- As the world transitions from fossil fuels to green energy, increasing numbers of investors are seeking opportunities in Africa in a bid to secure access to the critical minerals needed for that transition.
- Kenyan President William Ruto has called for a new economic model that builds industrial value chains within Africa and avoids repeating the exploitative patterns that defined mineral extraction in the past.
- As several African countries tighten mining laws and negotiate new deals with foreign investors, civil society groups and researchers warn that the global rush for Africa’s critical minerals risks reproducing extractive models that have historically fueled environmental destruction, displacement and inequality and provided little by way of economic benefits for Africans.
- Countries with contested histories of natural resource extraction in Africa, including France, are increasingly acknowledging that critical minerals and rare earth elements should be processed locally on the continent. French President Emmanuel Macron has argued that Europeans are not the “predators of this century.”
Kenyan President William Ruto has called for a new economic model for Africa’s green transition, warning that the continent must not repeat the historical pattern of exporting raw materials without local value addition.

WHAT YOU NEED TO DO —
Please answer these questions from the text on Africa's critical minerals, one per line:
1. Which country's president called for a new economic model for Africa's green transition?
2. According to Emmanuel Macron, what are Europeans not?
3. What three harms do civil society groups and researchers say extractive models have historically fueled?
These lines were taken from a separate source, not from the text on Africa's critical minerals.

Extracted data entries

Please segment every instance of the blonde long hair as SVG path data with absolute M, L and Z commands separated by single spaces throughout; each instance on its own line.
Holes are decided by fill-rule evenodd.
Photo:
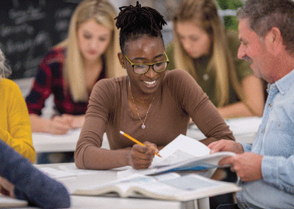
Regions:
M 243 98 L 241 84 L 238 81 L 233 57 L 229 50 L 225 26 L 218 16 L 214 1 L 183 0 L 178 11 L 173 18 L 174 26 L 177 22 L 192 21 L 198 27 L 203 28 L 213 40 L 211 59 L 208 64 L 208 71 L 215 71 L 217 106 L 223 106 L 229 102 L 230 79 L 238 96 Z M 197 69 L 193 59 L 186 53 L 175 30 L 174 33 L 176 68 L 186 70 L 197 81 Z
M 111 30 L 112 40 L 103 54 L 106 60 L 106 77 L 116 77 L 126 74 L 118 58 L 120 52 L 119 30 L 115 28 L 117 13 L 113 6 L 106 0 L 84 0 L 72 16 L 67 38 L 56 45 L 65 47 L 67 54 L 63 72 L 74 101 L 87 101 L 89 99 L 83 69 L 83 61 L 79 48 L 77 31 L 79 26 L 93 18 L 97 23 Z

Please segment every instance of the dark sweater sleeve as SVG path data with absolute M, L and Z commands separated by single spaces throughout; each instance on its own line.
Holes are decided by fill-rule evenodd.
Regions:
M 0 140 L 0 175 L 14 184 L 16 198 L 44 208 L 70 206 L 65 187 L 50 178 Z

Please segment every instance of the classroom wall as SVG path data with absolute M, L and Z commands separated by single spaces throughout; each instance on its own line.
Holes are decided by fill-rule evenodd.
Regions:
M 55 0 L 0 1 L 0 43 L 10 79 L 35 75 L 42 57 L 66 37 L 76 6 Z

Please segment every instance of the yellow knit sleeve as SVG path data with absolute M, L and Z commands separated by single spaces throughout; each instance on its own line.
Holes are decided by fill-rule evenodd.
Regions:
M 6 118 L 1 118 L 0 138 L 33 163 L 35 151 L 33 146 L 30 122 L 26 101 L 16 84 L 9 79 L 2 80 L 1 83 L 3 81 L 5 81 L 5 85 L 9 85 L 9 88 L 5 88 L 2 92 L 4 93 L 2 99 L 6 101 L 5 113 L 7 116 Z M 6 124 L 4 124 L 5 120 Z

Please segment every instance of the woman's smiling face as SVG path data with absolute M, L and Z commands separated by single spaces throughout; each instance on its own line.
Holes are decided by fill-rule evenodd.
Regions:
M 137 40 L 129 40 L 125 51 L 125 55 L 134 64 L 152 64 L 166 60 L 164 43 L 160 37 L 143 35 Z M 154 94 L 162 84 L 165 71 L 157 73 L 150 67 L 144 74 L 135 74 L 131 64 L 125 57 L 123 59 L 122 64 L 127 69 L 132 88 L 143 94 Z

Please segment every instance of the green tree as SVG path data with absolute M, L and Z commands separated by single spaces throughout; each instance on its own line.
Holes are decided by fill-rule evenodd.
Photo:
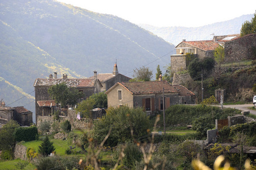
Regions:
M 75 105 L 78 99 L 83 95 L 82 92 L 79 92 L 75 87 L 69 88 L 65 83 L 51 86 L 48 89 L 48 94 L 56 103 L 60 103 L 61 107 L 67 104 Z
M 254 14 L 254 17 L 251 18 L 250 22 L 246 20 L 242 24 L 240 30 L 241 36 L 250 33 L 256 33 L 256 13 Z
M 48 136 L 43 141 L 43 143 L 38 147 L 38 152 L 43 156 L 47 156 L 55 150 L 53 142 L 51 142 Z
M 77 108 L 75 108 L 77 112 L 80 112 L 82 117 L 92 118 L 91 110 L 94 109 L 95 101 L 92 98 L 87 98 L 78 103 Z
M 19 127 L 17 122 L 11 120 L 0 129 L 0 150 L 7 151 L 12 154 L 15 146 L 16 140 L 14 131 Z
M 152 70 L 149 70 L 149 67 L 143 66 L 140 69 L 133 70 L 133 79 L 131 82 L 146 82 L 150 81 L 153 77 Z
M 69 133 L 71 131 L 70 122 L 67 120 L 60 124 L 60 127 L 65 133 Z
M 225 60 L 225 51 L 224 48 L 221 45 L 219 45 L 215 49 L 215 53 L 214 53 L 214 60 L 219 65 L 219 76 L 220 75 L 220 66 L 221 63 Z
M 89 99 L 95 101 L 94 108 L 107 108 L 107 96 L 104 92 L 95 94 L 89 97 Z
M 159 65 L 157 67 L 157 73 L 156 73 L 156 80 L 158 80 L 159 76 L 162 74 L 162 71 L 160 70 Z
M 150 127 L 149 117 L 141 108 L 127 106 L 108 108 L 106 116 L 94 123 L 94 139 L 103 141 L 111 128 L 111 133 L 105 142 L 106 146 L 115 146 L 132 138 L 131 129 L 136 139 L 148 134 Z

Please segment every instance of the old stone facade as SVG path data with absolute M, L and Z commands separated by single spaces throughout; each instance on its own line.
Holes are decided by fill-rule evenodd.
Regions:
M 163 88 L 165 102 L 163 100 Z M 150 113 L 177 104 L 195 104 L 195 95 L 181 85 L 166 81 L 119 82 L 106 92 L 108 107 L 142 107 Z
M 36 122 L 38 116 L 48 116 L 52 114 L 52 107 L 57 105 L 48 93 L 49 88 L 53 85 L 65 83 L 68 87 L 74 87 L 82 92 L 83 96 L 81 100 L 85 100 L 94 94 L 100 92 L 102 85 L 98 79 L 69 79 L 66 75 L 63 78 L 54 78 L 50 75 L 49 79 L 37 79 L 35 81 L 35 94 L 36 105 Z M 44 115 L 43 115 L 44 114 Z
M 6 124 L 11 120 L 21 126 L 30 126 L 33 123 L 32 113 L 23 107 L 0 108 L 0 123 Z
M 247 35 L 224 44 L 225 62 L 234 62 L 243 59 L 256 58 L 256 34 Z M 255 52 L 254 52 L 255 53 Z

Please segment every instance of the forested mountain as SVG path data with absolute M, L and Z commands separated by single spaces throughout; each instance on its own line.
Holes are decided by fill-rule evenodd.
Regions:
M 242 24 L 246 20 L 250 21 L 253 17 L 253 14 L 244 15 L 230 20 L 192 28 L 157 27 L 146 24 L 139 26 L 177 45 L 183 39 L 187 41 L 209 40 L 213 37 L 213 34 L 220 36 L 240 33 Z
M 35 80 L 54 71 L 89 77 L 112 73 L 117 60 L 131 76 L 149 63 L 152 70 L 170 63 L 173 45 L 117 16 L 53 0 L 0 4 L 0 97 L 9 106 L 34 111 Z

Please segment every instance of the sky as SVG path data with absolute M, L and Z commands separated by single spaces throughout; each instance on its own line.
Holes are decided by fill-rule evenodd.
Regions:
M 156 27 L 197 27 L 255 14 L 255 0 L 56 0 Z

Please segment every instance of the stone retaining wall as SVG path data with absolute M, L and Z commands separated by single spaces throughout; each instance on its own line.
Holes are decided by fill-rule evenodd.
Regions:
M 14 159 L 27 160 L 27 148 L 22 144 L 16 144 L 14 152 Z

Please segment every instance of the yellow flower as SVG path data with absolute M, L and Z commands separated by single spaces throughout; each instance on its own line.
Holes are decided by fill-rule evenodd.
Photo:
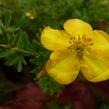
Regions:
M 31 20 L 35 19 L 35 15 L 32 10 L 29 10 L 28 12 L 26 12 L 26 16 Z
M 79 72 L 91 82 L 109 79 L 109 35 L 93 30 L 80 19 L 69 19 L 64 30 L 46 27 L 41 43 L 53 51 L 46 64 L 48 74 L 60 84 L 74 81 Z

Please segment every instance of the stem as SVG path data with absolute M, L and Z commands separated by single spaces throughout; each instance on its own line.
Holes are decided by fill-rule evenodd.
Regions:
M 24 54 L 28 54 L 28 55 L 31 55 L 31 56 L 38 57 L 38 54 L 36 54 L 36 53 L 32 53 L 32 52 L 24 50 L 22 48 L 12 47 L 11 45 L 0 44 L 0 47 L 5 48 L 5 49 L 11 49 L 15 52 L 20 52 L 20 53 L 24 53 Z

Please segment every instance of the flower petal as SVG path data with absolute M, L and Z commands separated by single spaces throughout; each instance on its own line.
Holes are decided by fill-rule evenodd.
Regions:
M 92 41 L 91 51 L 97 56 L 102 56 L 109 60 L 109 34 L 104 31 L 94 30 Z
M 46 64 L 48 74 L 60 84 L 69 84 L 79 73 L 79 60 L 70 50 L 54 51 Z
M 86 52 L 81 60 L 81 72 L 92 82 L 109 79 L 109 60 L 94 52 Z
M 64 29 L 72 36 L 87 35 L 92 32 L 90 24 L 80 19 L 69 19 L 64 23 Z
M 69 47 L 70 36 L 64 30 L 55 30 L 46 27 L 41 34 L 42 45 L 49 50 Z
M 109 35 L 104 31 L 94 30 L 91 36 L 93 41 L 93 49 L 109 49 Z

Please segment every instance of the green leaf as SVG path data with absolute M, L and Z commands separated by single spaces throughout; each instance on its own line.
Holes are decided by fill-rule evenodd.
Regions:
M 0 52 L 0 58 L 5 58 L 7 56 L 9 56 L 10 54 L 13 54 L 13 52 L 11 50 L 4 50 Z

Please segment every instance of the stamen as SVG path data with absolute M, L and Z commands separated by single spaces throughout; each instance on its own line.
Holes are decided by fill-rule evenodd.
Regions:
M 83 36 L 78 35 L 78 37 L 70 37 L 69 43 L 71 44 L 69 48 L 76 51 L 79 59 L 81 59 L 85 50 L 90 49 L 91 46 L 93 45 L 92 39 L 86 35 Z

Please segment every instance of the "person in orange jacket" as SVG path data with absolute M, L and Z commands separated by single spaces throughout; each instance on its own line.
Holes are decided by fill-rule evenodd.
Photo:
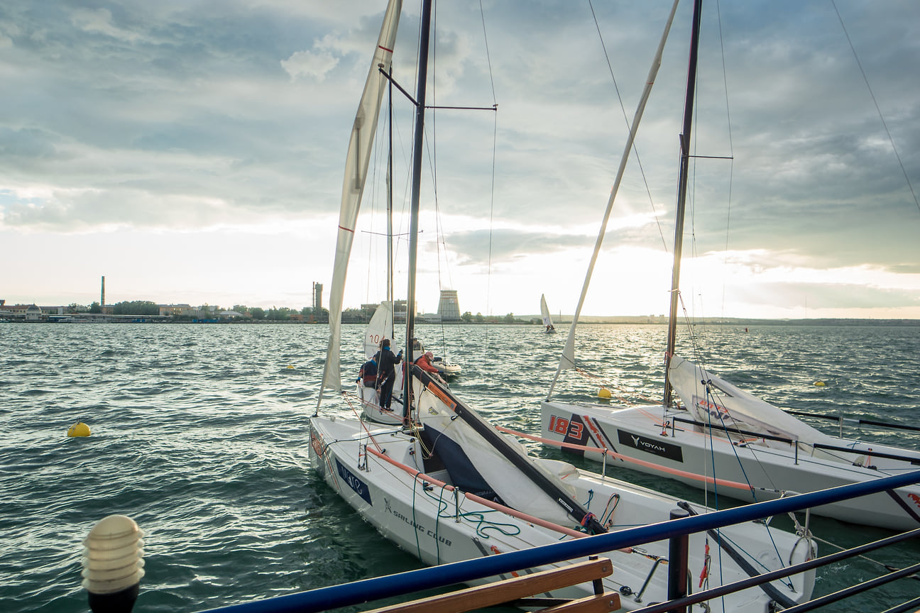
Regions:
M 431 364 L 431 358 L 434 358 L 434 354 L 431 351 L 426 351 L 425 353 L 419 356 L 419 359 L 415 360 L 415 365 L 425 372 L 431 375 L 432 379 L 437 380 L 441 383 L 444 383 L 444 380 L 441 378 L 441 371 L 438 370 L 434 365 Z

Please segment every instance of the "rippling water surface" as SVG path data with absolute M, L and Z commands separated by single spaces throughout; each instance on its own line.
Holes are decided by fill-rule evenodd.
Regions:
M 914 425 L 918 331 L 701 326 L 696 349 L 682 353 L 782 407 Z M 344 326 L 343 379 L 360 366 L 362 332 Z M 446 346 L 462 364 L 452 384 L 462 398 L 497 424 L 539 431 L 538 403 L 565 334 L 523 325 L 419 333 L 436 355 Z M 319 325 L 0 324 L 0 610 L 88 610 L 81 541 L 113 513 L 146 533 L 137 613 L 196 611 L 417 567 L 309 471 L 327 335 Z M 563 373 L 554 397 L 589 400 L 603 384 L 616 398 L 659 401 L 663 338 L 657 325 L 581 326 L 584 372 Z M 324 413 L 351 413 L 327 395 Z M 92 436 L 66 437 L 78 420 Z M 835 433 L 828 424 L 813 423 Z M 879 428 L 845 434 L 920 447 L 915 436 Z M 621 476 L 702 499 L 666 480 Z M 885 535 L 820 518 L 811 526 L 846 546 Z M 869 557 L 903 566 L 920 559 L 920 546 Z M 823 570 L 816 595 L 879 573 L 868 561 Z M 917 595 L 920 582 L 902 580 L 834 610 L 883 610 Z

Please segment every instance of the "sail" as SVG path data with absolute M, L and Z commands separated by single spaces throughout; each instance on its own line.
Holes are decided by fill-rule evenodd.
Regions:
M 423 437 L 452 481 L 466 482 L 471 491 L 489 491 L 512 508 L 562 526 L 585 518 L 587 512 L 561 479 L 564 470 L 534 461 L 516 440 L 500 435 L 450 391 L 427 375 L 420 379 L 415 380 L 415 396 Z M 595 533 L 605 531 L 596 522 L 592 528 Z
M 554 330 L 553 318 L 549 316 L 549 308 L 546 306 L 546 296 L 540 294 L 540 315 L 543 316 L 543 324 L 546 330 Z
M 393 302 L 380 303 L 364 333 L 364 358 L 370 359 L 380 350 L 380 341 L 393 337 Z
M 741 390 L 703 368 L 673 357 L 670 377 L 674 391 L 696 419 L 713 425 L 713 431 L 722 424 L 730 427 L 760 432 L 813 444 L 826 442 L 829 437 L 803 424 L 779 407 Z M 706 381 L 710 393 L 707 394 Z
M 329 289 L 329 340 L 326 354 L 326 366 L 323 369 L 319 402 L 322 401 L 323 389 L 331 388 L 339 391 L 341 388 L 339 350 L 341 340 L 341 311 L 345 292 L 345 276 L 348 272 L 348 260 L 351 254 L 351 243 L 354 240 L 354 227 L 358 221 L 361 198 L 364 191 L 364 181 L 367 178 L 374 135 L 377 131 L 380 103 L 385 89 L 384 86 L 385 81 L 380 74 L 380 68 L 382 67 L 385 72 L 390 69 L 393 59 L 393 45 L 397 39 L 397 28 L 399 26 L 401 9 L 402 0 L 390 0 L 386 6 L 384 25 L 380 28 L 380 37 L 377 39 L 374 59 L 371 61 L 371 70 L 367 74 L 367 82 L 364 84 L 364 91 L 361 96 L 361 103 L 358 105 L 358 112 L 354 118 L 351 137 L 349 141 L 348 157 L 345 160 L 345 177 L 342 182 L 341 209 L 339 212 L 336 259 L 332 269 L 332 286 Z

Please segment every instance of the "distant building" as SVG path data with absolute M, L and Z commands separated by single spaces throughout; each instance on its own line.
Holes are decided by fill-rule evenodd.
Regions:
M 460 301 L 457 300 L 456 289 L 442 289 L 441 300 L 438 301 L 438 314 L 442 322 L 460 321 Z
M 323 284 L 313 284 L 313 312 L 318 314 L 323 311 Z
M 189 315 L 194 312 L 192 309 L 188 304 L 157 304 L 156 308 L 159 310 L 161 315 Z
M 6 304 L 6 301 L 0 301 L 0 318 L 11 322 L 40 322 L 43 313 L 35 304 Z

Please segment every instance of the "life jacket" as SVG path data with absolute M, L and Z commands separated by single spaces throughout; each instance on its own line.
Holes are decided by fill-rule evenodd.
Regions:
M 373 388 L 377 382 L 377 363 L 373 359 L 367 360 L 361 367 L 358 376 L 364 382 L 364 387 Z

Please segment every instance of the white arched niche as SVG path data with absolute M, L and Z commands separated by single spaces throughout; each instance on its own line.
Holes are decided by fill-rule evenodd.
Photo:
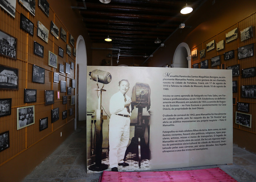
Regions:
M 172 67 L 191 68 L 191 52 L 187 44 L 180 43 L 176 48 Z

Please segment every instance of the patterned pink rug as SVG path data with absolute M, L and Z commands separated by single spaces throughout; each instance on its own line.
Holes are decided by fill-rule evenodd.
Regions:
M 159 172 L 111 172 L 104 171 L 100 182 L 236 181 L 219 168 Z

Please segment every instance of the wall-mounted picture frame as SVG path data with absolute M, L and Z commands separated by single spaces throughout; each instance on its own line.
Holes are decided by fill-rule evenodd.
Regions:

EXERCISE RESULT —
1. Kenya (President William Ruto)
2. The "predators of this century"
3. Environmental destruction, displacement and inequality